FONTE:
Tra il 1914 e il 1915, infatti, Lee Masters ha realizzato una raccolta di poesie in forma libera, in cui ognuna risulta essere l’epitaffio di un defunto abitante di un’immaginaria cittadina, chiamata Spoon River. La scrittrice Fernanda Pivano tradusse in italiano tra il 1937 ed il 1941 l’Antologia di Spoon River, pubblicata poi da Einaudi (ndr la versione originale pare fu data a Fernanda Pivano da Cesare Pavese, il quale spinse successivamente l’editore per la pubblicazione), e negli anni ’70 Fabrizio De Andre’ lesse la raccolta e ne trasse ispirazione per scrivere le nove canzoni contenute nell’album “Non all’amore, non al denaro, né al cielo”, ciascuna riprendendo un personaggio descritto nell’Antologia, di tanto in tanto citando qualche parola o locuzione chiave presente nella traduzione italiana delle opere.

DATI FORNITI:
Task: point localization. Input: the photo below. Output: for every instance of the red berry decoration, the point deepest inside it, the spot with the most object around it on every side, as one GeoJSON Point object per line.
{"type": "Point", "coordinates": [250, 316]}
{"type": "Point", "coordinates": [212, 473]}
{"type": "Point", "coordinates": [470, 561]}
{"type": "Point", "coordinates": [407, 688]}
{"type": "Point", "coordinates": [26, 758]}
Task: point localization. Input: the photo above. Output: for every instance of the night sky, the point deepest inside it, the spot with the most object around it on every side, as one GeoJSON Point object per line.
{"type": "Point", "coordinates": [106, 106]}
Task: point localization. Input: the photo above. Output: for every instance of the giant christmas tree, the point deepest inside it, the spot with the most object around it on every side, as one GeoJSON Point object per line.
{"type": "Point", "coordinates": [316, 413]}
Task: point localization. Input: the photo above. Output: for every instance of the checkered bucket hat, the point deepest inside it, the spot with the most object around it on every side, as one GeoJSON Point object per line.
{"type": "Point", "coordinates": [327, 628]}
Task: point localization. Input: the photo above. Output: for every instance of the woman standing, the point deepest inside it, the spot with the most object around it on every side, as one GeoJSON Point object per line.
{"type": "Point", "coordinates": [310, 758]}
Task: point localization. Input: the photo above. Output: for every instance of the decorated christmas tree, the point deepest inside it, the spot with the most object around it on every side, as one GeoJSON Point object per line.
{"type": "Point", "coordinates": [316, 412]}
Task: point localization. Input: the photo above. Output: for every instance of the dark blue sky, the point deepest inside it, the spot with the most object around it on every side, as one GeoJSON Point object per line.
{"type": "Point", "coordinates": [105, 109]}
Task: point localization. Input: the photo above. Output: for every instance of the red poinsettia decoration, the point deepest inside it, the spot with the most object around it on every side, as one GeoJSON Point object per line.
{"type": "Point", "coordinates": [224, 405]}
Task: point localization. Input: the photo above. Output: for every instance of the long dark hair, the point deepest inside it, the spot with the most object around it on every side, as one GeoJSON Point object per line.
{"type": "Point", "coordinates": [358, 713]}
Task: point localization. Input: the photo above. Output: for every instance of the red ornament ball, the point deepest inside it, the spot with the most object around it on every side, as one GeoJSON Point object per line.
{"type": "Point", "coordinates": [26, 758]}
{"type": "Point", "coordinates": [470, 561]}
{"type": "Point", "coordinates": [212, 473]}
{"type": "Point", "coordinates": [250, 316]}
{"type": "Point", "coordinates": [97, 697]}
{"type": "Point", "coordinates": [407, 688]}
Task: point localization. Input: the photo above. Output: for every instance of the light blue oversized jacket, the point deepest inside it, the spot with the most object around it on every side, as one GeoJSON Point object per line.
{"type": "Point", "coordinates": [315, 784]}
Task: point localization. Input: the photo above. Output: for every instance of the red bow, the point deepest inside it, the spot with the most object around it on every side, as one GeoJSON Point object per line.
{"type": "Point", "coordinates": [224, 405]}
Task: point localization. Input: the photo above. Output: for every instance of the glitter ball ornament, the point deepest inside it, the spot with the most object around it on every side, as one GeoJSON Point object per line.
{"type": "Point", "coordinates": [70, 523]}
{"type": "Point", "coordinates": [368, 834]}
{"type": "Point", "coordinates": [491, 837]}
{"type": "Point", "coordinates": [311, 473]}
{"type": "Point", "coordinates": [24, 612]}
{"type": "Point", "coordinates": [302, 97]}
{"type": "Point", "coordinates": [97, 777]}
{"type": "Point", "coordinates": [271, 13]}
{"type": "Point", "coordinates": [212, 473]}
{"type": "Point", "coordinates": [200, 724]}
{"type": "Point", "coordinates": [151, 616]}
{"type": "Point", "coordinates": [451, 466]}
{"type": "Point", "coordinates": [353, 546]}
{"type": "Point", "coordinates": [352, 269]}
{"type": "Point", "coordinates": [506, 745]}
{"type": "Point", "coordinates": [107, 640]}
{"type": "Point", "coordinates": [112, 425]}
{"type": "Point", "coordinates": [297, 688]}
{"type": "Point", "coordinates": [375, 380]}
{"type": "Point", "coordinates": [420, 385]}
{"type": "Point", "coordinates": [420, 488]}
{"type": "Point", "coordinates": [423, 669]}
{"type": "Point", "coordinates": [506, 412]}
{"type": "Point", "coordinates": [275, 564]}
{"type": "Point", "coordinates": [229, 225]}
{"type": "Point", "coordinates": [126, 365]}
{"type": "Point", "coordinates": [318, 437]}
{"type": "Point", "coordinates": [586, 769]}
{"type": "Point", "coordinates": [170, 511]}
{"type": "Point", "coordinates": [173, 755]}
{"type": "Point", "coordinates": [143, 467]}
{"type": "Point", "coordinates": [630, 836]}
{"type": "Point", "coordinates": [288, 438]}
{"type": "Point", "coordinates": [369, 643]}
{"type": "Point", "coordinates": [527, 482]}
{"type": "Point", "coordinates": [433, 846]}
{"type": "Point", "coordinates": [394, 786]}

OBIETTIVO: Nel testo sull'Antologia di Spoon River, sostituisci "raccolta" con "silloge" e riporta il passo da "Tra il 1914" fino a "italiana delle opere." incluso.

RISPOSTA CORRETTA:
Tra il 1914 e il 1915, infatti, Lee Masters ha realizzato una silloge di poesie in forma libera, in cui ognuna risulta essere l’epitaffio di un defunto abitante di un’immaginaria cittadina, chiamata Spoon River. La scrittrice Fernanda Pivano tradusse in italiano tra il 1937 ed il 1941 l’Antologia di Spoon River, pubblicata poi da Einaudi (ndr la versione originale pare fu data a Fernanda Pivano da Cesare Pavese, il quale spinse successivamente l’editore per la pubblicazione), e negli anni ’70 Fabrizio De Andre’ lesse la silloge e ne trasse ispirazione per scrivere le nove canzoni contenute nell’album “Non all’amore, non al denaro, né al cielo”, ciascuna riprendendo un personaggio descritto nell’Antologia, di tanto in tanto citando qualche parola o locuzione chiave presente nella traduzione italiana delle opere.